(Collected data)

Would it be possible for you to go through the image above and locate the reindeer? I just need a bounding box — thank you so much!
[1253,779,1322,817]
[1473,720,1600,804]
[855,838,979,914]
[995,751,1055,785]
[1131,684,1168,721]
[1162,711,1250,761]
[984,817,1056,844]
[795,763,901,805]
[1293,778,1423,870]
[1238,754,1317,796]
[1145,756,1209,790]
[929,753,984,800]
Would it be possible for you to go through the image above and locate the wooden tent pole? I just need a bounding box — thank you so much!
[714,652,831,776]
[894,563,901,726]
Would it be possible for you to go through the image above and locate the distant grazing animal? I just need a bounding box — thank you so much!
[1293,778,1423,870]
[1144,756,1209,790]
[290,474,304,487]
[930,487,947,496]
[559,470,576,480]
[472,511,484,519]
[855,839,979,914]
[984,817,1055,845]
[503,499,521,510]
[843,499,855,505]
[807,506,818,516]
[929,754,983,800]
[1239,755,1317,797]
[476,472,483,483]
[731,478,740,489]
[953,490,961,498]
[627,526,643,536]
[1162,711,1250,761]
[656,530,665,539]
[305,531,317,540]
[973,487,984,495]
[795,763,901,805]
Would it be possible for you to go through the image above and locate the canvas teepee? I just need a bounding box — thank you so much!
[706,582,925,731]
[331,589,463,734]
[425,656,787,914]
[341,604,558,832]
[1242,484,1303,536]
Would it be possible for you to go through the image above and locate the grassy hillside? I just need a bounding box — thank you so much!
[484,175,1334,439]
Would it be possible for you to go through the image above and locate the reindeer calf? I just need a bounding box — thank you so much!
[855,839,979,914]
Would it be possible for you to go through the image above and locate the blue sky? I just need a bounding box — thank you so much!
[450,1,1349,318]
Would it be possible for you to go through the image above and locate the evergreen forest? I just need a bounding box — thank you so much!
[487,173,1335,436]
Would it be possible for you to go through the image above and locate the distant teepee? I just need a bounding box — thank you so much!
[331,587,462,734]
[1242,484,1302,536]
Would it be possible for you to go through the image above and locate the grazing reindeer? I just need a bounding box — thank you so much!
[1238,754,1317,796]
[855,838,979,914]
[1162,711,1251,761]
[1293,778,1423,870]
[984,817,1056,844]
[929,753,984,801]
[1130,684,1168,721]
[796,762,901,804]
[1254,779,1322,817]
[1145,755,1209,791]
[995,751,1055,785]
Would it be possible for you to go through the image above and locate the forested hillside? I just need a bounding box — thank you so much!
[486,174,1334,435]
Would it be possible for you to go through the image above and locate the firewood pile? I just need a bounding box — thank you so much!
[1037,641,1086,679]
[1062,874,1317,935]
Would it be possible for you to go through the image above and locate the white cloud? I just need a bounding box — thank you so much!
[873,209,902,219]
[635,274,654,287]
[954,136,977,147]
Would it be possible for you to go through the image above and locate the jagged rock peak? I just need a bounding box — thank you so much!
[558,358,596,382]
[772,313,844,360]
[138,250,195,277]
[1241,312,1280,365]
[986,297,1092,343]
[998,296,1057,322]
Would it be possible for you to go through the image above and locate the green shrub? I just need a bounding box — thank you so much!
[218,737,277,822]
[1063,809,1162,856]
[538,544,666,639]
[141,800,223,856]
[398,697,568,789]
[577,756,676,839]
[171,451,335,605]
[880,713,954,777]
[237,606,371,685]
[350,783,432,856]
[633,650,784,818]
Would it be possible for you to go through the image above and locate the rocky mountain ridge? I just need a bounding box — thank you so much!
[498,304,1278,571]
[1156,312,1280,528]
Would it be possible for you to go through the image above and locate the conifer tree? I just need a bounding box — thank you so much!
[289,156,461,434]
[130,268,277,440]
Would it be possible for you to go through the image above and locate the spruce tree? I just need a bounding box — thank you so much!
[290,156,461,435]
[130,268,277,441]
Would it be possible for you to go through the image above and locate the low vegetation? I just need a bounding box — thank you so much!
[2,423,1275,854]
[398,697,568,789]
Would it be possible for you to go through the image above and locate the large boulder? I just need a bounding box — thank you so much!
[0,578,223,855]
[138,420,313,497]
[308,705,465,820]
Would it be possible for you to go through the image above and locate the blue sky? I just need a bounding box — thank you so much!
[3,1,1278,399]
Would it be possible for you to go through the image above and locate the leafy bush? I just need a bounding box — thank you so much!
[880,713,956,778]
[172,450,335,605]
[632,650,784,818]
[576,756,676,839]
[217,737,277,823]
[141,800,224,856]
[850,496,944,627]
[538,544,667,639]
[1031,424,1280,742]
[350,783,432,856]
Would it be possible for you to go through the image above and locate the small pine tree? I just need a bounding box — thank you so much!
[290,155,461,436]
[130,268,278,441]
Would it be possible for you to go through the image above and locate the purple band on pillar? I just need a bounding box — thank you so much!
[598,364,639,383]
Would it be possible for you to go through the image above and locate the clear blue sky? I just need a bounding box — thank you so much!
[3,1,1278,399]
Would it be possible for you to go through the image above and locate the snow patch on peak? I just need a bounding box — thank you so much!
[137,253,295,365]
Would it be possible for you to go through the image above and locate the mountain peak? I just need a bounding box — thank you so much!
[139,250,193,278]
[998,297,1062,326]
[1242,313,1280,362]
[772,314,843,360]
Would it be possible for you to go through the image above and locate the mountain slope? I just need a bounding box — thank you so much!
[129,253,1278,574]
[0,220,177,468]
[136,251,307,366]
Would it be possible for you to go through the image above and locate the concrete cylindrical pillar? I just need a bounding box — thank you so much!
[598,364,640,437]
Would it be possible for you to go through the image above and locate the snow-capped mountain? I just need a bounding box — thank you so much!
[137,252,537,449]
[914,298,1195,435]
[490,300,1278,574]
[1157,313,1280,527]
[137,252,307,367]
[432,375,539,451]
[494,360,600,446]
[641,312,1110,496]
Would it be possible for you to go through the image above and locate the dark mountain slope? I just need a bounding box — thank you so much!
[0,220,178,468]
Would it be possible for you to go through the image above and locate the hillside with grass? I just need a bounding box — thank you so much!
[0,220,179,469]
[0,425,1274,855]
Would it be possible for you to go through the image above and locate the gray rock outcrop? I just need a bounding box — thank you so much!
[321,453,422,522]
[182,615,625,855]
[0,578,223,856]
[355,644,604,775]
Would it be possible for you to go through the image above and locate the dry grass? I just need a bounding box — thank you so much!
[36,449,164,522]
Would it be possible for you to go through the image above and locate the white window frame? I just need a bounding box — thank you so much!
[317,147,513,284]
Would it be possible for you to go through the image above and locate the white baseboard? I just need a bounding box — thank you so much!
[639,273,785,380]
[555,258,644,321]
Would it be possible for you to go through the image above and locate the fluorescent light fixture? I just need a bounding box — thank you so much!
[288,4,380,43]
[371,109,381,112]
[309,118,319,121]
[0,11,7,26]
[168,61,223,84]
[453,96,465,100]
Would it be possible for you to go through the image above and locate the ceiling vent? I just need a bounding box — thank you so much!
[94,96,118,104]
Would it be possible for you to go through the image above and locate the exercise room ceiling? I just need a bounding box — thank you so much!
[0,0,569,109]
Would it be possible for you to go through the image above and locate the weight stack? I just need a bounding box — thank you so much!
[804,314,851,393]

Brief: Copy out the full set of entries without altering anything.

Exercise solution:
Would it be possible for you to go through the image above and locate the reindeer? I just need a bounding box — thank you so much!
[1253,779,1322,817]
[1473,720,1600,804]
[855,838,979,914]
[995,751,1055,785]
[1131,684,1168,721]
[1162,711,1250,761]
[984,817,1056,844]
[795,763,901,805]
[1293,778,1423,870]
[1238,754,1317,796]
[1145,756,1209,790]
[929,753,984,800]
Would it be possible for you to go through the image above and locate the wooden tent pole? I just need a bounding box — thank you so much!
[714,652,831,776]
[894,563,901,726]
Would it be possible for you to go through the image above and locate the distant grazing animal? I just need a bounding box — thank you so much!
[1293,778,1423,870]
[1144,756,1209,790]
[290,474,304,487]
[930,487,947,496]
[559,470,576,480]
[472,511,484,519]
[855,839,979,914]
[984,817,1055,845]
[503,499,521,510]
[843,499,855,505]
[807,506,818,516]
[929,754,983,800]
[1239,755,1317,797]
[476,472,483,483]
[731,478,740,489]
[953,490,961,498]
[627,526,643,536]
[1162,711,1250,761]
[656,530,665,539]
[305,531,317,540]
[973,487,984,495]
[795,763,901,805]
Would it be possible for you to go through the image above and locate the canvas teepee? I just need a bounding box — thank you so much!
[706,582,925,731]
[331,589,463,734]
[425,656,787,914]
[341,604,558,832]
[1242,484,1303,536]
Would it be possible for you to go through the image above and locate the grassy hillside? I just need a bounding box — thank you so much!
[484,175,1334,439]
Would it be possible for you to go through the image above and locate the reindeer calf? I just need a bounding box — thank you so much!
[855,839,979,914]
Would it be possible for you to go through the image above and locate the blue sky? I just need a bounding box — thank you so much!
[450,1,1349,318]
Would it be possible for you to go through the image above and locate the evergreen forest? I just need a bounding box — thank you so much!
[487,173,1335,436]
Would it be possible for you to go through the image above and locate the distant teepee? I just need a bounding box — thank you so much!
[331,587,462,734]
[1242,484,1302,536]
Would it be possible for you to go through the image above and locate the grazing reindeer? I just need a bounding box — thank you so much!
[1238,754,1317,796]
[855,838,979,914]
[1162,711,1251,761]
[1293,778,1423,870]
[984,817,1056,844]
[929,753,984,801]
[1130,684,1168,721]
[796,762,901,804]
[1254,779,1322,817]
[1145,755,1209,791]
[995,751,1055,785]
Would it be possible for you to go through the image above and locate the forested hillside? I just need a bounding box — thank you so much!
[486,174,1334,435]
Would it be possible for you to go through the image above and locate the firewood pile? I just need a bounding box — thank you so much!
[1037,641,1086,679]
[1062,874,1317,935]
Would it be possible for you to go through the image above and locate the white cloud? I just need a bounding box — thank you so much!
[873,209,902,219]
[635,274,654,287]
[954,136,977,147]
Would it be possible for you to go through the image above and locate the jagged rock peak? I just need a bounding box — thank you so much!
[558,358,596,382]
[772,313,844,360]
[138,250,195,277]
[1241,312,1280,365]
[986,297,1092,343]
[998,296,1057,322]
Would it be possible for you to go through the image above and locate the green shrub? I just need a bounding box — thank you so much!
[218,737,277,822]
[1063,809,1162,856]
[538,544,666,639]
[141,800,223,856]
[398,697,568,789]
[577,756,676,839]
[171,451,335,605]
[880,713,954,777]
[237,606,371,685]
[350,783,432,856]
[633,650,784,818]
Would it be possible for you to go through the image above and locate the rocky mountain ridge? I just need a bounding box — thank you so much!
[498,304,1278,571]
[1156,312,1280,528]
Would it be possible for you to go through the image above and locate the conifer tree? I just need a bounding box — thank you so much!
[289,156,461,434]
[130,268,277,440]
Would it be possible for you to go through the image above and locate the spruce tree? I just need a bounding box — thank you so much!
[290,156,461,435]
[130,268,277,441]
Would it be possible for you to go through the image above and locate the low vegetation? I just need a bounding box — thank you so much!
[2,423,1275,854]
[398,697,568,789]
Would it be possible for you to go through the image above and locate the large boulder? I just need a bounding box — thank you so much!
[0,578,223,855]
[138,420,313,497]
[308,705,465,820]
Would it be possible for you to go through the image above and locate the blue sky? I just need a bounding box — thank you so much!
[3,1,1278,399]
Would it be possible for you to go through the image above and locate the leafy bush? I just need a bounding box — thank you so much!
[880,713,956,778]
[172,450,335,605]
[632,650,784,818]
[576,756,676,839]
[217,737,277,823]
[141,800,224,856]
[850,496,944,627]
[538,544,667,639]
[1031,424,1280,742]
[350,783,432,856]
Would it be possible for you to go through the image above and locate the small pine tree? I just need a bounding box — thank you so much!
[290,155,461,436]
[130,268,278,441]
Would it be possible for you to go through the image above and locate the purple band on pillar? I just need a bounding box — thank you so much!
[598,364,639,383]
Would it be possible for you to go through the image above and locate the clear blue sky? I just need a bounding box — thank you so much!
[3,1,1278,399]
Would it be possible for you to go through the image above and locate the snow patch on peak? I just need a bounding box — thank you so much!
[137,253,295,365]
Would it be possible for you to go through the image above and locate the mountain peak? I just need a bounding box — thank you so much!
[139,250,193,278]
[998,297,1062,326]
[1242,313,1280,362]
[772,314,843,360]
Would it be possible for you to go through the image above and locate the mountain slope? I just need a bounding box — thank you so much!
[129,253,1278,574]
[0,220,177,468]
[136,251,307,366]
Would it be possible for you to go through the image above and locate the concrete cylindrical pillar? I just need a bounding box — thank you so much!
[598,364,640,437]
Would it be possible for you to go through the image above and locate the snow-capped mountain? I just need a bounding box — thank you so much!
[137,252,537,449]
[914,298,1195,435]
[490,300,1278,574]
[1157,313,1280,527]
[137,252,307,367]
[432,375,539,451]
[494,360,600,446]
[641,312,1110,496]
Would it be possible for you to go through the image above and locate the dark mountain slope? I just need a bounding box — thank you so much!
[0,220,178,468]
Would it be possible for you to go through the image above and locate the hillside with grass? I just need a bounding box — thank you so much!
[0,220,179,469]
[0,425,1274,855]
Would it be possible for you to go through the image above and locate the gray rock outcrop? I just need a bounding box — thank you so much!
[321,453,422,522]
[182,615,625,855]
[0,578,223,856]
[355,644,604,775]
Would it be possible for you to go through the image above and locate the dry grass? I just need a bounding box — thank you so much!
[36,449,164,522]
Would it be possible for you to go through the image above and locate the white window frame? I just need a bounding box — thank you so much!
[317,147,513,284]
Would it be possible for you to go through the image above and locate the white baseboard? I just need a bounding box — thank you so much!
[639,273,785,380]
[555,258,644,321]
Would it be possible for you to go through the image above and locate the fluorescent light fixture? I just need a bounding box — thank you so much!
[288,4,380,43]
[371,109,381,112]
[309,118,319,121]
[0,11,7,26]
[168,61,223,84]
[453,96,465,100]
Would it be possible for you to go through the image above and locate the ceiling vent? I just need a bounding box — thank you so much!
[94,96,118,104]
Would it be possible for you to go through the image above and locate the exercise room ceiling? I just need a bounding box — thank you so much!
[0,0,569,109]
Would it be possible for you to go through the image above and locate the weight stack? I just need a bounding box — thank you so much!
[804,314,851,393]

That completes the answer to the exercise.